• What is needed: Reproduce every row below in full, requests included, and shift each answer coordinate by adding 85 to it. Leave the format samples inside the requests as they are.

── Supplied records ──

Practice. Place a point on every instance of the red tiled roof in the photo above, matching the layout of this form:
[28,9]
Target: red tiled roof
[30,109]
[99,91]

───

• Exercise result:
Practice. Place a point on every instance of the red tiled roof in the photo above, matching the layout of this form:
[28,9]
Target: red tiled roof
[115,194]
[184,176]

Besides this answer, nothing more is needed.